[Stored items from a collection]
*** Begin section ***

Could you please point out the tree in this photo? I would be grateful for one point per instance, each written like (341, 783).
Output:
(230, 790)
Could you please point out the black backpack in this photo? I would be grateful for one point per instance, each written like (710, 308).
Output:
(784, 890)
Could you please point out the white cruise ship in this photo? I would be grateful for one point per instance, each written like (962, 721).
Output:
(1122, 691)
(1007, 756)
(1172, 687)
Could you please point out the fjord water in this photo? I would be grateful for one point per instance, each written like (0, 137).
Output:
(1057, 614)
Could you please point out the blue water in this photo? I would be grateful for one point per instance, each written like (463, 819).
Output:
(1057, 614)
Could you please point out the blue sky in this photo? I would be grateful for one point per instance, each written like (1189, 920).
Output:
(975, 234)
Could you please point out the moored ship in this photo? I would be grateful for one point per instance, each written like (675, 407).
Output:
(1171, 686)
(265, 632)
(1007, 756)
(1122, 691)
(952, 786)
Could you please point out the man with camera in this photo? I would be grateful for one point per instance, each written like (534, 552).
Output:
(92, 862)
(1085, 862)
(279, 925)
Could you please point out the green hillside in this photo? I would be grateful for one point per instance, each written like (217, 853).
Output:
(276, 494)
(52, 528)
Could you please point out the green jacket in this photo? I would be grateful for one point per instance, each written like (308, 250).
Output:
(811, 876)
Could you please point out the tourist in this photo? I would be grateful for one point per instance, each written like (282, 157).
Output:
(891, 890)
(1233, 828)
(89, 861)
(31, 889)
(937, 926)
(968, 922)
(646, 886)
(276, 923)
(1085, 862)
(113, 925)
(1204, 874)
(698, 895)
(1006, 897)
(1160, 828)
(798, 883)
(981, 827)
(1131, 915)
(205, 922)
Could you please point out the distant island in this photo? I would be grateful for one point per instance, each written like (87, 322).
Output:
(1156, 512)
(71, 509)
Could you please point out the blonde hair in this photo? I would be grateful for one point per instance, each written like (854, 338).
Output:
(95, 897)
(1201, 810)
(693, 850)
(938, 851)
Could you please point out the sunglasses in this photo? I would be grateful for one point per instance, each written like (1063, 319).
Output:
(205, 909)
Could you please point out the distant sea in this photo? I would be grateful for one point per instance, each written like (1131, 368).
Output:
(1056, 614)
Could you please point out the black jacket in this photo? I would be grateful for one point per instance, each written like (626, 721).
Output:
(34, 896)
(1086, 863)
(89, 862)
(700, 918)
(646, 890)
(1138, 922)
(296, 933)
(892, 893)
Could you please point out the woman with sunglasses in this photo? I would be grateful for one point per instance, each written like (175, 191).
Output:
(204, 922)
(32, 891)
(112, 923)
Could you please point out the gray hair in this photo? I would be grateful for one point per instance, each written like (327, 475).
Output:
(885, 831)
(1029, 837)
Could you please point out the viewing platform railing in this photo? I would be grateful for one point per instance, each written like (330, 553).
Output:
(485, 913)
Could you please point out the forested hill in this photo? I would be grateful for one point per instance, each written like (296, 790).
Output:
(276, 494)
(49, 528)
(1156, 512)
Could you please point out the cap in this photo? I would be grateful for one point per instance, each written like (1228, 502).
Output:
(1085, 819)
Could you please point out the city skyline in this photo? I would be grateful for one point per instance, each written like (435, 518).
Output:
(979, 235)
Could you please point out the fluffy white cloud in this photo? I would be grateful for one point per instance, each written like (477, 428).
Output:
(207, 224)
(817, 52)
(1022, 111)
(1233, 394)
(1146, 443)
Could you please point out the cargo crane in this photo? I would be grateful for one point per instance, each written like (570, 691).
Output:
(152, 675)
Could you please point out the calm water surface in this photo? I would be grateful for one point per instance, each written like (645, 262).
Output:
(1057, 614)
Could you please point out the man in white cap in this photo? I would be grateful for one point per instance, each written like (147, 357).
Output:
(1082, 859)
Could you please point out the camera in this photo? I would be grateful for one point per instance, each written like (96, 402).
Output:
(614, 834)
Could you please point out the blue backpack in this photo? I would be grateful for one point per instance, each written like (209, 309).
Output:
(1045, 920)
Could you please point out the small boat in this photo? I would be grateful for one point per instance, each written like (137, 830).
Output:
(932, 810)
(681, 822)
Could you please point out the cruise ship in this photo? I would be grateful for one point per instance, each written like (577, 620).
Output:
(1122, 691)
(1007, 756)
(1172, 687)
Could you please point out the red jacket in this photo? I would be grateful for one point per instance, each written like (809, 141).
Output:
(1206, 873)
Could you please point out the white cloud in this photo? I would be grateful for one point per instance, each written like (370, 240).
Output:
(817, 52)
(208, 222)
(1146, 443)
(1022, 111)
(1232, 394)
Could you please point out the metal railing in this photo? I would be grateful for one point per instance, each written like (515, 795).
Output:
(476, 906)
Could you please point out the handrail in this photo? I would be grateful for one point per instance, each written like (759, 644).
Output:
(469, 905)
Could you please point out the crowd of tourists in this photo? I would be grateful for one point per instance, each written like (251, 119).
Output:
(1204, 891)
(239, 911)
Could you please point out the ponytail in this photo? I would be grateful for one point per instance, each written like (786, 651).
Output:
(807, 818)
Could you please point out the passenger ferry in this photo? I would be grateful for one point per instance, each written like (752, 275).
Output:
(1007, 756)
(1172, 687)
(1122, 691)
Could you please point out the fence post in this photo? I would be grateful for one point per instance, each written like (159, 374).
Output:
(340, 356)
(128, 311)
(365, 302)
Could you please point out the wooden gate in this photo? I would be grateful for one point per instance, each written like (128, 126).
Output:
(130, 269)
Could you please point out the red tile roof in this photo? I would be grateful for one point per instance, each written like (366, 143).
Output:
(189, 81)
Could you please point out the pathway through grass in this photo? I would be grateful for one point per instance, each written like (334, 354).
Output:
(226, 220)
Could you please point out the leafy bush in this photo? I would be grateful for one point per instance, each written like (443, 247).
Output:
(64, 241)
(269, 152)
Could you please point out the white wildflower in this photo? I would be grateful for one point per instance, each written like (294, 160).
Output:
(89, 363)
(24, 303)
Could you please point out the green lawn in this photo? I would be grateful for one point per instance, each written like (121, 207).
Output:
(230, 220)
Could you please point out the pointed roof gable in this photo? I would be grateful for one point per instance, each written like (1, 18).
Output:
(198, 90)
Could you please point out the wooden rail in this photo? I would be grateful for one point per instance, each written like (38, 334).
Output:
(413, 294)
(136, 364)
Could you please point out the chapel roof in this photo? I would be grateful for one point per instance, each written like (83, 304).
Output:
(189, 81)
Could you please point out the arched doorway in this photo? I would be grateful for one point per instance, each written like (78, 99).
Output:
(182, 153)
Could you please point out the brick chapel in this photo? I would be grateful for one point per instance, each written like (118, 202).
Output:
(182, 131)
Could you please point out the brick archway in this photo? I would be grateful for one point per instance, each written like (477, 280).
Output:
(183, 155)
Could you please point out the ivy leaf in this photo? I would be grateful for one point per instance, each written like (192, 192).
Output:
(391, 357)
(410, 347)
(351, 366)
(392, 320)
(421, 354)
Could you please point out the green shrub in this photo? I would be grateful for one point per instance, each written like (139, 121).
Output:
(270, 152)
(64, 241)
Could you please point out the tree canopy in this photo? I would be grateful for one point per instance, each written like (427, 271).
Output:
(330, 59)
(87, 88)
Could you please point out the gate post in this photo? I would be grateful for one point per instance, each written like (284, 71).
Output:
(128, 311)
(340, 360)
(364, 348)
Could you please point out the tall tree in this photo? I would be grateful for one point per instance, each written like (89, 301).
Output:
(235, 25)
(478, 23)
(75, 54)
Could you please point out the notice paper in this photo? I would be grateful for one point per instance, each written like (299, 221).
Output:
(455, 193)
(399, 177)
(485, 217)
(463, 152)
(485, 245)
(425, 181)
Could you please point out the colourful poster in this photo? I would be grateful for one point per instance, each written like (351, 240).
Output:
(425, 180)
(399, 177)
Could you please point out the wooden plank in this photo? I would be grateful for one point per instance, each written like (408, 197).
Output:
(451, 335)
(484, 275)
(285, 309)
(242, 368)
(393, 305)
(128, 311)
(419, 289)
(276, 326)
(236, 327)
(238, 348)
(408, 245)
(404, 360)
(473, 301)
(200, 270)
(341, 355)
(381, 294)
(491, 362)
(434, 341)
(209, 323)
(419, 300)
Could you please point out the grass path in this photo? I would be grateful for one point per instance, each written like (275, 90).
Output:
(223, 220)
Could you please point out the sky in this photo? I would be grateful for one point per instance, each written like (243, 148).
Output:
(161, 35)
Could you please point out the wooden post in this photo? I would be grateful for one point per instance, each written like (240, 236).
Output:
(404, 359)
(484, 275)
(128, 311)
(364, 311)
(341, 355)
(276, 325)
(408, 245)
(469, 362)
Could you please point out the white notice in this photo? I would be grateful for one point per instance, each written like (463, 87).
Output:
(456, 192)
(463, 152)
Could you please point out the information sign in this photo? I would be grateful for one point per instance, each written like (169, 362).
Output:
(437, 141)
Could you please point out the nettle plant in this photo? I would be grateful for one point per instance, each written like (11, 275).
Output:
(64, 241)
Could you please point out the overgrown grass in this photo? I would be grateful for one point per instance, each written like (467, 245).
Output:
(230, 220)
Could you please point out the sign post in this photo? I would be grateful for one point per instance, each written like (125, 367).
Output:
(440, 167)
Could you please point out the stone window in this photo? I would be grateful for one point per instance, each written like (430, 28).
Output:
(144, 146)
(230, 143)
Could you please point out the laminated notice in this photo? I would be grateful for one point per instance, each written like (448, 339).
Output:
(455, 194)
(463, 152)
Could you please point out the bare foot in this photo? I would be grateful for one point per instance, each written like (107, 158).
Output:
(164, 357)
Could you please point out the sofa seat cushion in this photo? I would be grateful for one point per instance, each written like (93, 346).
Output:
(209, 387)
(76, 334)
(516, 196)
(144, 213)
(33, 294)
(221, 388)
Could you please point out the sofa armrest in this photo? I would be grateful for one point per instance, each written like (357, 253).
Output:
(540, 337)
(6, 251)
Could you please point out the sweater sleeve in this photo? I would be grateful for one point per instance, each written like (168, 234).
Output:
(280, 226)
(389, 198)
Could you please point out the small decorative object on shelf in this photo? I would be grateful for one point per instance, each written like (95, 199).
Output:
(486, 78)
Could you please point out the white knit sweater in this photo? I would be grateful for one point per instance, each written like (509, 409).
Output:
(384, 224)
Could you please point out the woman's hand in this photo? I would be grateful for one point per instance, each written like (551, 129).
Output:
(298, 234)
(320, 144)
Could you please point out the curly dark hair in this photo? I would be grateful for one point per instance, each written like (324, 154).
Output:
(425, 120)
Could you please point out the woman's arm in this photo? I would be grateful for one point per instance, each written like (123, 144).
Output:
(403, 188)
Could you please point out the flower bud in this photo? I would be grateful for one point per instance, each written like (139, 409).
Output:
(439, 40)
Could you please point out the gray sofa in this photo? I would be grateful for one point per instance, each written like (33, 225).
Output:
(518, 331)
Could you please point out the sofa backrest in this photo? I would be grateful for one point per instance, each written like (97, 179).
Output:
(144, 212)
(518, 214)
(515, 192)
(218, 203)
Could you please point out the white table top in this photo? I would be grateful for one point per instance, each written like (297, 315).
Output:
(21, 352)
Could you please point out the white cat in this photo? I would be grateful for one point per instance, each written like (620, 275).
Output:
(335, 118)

*** End section ***

Goal of the exercise: The required output is every line above that contains the string "notice".

Response to this task:
Could you please point out the notice paper in this photo? I would be grateful for one point per instance, each written like (299, 221).
Could you please point out the white notice in this photo? I would be grateful for one point per instance, each written like (463, 87).
Could you please point out the laminated notice in this photo? I would be grateful for one point per instance, each written like (448, 339).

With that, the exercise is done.